● Problem to work on: List every line in the records below that contains the string "paraglider".

● Exercise inputs:
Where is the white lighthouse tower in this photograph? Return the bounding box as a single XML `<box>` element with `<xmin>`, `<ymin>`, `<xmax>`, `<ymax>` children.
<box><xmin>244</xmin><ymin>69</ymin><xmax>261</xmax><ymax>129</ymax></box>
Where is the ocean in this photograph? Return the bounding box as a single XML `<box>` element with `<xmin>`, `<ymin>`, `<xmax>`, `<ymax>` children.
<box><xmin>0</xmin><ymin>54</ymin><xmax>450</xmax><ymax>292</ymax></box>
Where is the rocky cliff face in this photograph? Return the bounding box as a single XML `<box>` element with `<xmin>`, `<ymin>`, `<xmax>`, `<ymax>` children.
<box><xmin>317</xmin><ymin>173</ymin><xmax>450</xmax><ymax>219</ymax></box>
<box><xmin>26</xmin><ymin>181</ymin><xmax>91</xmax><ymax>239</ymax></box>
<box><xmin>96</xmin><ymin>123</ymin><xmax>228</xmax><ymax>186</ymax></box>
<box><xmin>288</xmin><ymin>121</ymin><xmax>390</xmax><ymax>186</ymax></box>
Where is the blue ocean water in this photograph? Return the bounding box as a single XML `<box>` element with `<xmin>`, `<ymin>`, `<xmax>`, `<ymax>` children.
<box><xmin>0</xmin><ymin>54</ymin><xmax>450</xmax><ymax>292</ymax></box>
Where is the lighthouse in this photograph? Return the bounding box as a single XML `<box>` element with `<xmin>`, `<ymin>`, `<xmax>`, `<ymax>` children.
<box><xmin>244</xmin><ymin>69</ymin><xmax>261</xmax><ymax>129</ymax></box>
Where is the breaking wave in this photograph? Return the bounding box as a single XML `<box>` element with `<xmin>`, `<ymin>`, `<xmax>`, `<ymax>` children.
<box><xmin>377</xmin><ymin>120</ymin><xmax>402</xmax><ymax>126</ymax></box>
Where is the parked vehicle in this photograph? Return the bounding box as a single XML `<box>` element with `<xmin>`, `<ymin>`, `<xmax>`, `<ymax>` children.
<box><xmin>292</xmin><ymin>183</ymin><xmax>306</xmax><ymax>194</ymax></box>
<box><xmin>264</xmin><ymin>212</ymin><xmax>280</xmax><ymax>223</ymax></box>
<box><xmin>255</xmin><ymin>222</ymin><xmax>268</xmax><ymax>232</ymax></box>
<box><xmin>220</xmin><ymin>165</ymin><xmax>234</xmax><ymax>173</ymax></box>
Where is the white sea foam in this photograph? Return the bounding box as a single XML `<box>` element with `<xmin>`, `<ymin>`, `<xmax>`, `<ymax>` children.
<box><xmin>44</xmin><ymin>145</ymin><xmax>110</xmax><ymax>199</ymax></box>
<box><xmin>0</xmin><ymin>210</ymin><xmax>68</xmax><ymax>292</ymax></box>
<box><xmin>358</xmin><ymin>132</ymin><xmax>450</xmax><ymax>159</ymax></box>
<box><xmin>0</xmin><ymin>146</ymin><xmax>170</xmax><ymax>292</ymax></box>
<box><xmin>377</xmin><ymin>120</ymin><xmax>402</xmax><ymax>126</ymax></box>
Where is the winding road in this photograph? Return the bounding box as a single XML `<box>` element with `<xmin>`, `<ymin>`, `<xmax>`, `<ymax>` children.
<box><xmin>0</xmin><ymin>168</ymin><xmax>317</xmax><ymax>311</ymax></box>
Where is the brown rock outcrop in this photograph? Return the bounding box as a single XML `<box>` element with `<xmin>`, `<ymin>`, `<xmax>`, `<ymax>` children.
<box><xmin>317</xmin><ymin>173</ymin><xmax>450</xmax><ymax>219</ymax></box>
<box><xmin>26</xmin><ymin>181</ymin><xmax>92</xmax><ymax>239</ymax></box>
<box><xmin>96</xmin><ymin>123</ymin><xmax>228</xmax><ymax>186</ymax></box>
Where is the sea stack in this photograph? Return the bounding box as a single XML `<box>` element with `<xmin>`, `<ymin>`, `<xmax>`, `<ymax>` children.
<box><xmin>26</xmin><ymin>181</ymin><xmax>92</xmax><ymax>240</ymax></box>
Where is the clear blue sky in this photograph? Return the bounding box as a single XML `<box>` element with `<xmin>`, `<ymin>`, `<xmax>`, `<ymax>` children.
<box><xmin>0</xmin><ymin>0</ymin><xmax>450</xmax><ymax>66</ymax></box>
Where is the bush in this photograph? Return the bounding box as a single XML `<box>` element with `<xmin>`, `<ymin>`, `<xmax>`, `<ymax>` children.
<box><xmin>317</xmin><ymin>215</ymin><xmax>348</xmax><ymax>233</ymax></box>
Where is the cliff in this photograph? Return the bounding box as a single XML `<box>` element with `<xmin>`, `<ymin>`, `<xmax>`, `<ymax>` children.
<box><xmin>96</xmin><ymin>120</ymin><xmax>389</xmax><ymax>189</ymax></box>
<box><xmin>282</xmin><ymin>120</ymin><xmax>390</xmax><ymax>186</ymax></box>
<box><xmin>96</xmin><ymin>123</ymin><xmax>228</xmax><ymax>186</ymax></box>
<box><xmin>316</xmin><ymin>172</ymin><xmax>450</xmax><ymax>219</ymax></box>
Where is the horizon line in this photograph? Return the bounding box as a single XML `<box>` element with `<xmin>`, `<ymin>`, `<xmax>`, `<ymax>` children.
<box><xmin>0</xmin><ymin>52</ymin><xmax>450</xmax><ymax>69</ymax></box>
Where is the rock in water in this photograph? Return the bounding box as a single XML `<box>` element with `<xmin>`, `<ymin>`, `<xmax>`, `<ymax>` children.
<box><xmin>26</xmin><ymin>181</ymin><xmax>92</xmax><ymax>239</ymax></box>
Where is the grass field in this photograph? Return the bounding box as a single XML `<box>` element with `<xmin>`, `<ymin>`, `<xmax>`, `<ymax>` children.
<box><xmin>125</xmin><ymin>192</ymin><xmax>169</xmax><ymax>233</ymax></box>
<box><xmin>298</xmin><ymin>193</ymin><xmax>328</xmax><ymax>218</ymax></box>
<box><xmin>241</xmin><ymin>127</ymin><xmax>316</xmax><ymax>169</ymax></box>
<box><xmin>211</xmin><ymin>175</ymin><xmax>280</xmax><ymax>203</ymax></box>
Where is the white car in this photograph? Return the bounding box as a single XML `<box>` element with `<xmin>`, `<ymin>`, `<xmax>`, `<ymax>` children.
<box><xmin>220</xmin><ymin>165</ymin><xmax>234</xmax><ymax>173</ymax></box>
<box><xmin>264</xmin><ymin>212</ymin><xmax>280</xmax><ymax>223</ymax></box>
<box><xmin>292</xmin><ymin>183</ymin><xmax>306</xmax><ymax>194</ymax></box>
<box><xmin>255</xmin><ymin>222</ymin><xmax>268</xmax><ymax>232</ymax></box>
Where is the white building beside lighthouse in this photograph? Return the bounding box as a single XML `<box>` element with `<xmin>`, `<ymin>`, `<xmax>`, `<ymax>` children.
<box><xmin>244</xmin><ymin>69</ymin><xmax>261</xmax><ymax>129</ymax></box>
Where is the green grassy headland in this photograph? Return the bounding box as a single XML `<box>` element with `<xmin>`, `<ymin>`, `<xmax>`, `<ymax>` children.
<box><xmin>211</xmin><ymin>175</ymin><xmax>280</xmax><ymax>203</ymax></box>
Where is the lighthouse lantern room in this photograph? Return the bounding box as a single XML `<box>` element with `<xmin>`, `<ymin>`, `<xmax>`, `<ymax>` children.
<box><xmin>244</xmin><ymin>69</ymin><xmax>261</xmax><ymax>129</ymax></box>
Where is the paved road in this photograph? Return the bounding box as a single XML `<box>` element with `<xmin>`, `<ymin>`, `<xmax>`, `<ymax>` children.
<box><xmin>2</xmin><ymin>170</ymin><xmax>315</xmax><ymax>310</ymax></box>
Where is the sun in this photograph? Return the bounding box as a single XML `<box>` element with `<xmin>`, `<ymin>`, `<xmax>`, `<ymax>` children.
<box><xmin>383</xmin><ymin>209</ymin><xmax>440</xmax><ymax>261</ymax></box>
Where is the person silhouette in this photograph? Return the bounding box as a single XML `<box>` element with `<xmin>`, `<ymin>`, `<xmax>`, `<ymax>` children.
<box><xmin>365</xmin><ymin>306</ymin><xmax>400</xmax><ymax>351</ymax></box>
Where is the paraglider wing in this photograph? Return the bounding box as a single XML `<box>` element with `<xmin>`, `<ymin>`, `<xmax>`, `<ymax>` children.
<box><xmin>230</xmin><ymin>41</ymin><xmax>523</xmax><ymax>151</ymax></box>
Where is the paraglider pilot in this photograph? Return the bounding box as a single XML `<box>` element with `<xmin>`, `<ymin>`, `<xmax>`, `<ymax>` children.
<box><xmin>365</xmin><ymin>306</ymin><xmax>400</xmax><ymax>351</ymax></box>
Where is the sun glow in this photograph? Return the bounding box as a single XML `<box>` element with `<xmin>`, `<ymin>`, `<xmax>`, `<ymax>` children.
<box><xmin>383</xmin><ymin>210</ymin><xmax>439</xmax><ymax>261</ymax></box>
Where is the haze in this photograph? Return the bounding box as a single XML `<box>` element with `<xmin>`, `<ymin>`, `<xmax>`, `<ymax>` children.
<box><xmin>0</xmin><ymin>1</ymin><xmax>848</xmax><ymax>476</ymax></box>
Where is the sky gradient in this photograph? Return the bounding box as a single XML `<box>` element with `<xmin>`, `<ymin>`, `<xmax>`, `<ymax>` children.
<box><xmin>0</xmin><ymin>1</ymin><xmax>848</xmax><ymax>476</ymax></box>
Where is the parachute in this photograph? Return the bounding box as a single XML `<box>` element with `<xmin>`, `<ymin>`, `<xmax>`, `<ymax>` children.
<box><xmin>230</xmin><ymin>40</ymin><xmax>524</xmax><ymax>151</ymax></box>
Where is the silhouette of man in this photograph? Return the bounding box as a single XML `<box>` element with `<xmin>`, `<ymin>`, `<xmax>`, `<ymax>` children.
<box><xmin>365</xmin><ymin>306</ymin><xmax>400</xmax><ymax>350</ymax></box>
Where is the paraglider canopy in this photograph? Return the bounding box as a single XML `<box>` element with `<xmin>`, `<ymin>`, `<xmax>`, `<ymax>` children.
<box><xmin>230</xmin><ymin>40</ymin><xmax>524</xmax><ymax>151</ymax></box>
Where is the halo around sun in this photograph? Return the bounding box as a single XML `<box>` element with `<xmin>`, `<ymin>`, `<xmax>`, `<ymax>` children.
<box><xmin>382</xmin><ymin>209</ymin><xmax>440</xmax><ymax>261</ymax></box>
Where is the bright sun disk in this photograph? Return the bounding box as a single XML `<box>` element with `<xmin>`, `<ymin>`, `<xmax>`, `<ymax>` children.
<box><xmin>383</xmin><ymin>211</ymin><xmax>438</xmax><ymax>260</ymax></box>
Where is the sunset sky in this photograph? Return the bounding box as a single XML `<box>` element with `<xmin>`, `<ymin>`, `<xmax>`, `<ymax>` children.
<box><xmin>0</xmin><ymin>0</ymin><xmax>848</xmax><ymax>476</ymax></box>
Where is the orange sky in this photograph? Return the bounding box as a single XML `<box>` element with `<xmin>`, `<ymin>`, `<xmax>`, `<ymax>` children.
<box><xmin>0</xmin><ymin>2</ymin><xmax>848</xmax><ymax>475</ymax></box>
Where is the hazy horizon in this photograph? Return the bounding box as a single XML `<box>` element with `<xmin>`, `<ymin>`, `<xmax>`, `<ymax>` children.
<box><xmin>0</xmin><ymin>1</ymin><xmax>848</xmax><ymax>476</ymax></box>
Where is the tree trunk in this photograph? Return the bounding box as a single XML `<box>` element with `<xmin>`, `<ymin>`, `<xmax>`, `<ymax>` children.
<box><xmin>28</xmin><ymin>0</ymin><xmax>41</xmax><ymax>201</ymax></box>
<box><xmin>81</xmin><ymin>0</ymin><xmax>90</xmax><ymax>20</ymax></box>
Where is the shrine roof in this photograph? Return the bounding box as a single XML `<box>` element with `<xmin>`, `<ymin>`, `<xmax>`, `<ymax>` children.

● Solved problem:
Where is the paraglider wing in this photograph? Return the bounding box as a single XML `<box>` element with `<xmin>`, `<ymin>`, `<xmax>`, `<ymax>` children.
Where is the paraglider pilot in this photograph? Return the bounding box as a single XML `<box>` element with `<xmin>`, `<ymin>`, `<xmax>`, `<ymax>` children.
Where is the paraglider canopy in this photograph? Return the bounding box as a single XML `<box>` element with `<xmin>`, `<ymin>`, `<xmax>`, `<ymax>` children.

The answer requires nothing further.